» **REQUIREMENTS**
Recast all of the records below as a JSON list of strings with one string per line, leaving out any blank lines.

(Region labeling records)
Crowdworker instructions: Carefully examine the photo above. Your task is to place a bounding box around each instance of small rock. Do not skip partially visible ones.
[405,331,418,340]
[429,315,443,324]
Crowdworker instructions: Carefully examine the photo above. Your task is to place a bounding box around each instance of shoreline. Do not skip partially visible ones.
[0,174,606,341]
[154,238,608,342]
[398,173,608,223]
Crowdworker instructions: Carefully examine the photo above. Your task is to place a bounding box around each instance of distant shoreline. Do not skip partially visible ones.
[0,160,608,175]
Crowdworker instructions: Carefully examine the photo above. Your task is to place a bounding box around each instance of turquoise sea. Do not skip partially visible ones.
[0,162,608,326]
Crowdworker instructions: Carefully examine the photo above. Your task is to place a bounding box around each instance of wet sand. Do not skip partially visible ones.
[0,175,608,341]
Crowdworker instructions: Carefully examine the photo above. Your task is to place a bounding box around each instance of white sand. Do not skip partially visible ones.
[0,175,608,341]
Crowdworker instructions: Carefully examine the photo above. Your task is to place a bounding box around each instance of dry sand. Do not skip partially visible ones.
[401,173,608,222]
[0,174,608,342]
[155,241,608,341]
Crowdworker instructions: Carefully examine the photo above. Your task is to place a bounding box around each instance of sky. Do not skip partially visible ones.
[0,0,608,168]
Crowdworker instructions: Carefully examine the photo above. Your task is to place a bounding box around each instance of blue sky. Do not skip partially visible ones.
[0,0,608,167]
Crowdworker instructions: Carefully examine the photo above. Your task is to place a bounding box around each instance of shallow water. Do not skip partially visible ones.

» **ANSWER TO THE PROBLEM**
[
  "Crowdworker instructions: Carefully examine the photo above. Your task is to place a bounding box around each instance of small rock. Do not skip partially visible ones.",
  "[405,331,418,340]",
  "[429,315,443,324]",
  "Crowdworker instructions: Carefully examine the photo above. Your task is to place a bounding box around each instance of shoreline. Do not skip partially visible ones.",
  "[0,174,606,341]",
  "[154,238,608,342]",
  "[398,173,608,223]",
  "Crowdworker instructions: Carefully examine the photo above. Your task is to place a bounding box around each instance of distant shoreline. Do not skip partially visible ones.",
  "[0,160,608,175]",
  "Crowdworker instructions: Carefully examine the photo above. Your task is to place a bounding box around each instance of turquoise sea. Do not skip partially visible ones.",
  "[0,162,608,326]",
  "Crowdworker instructions: Carefully examine the photo above. Your task is to place a bounding box around each instance of wet sand. Do not skip partially visible ones.",
  "[0,175,608,341]",
  "Crowdworker instructions: Carefully examine the photo above. Your task is to place a bounding box around each instance of white sand. Do not skip partially visible ones.",
  "[0,175,608,341]",
  "Crowdworker instructions: Carefully examine the photo above. Your task is to place a bounding box around each instance of dry sand. Do not skip partially visible ones.",
  "[401,173,608,222]",
  "[0,174,608,342]",
  "[155,241,608,341]",
  "Crowdworker instructions: Carefully examine the photo above. Your task is to place a bounding box around each instance of sky. Do not skip partially visible ones.",
  "[0,0,608,168]",
  "Crowdworker instructions: Carefully examine the photo above. Your task is to place a bounding box around each instance of blue sky. Do not skip partially visible ones.",
  "[0,0,608,167]",
  "Crowdworker instructions: Carefully examine the photo above. Your task is to place a bounding box around each instance of shallow water. Do not skip partially visible ones."
]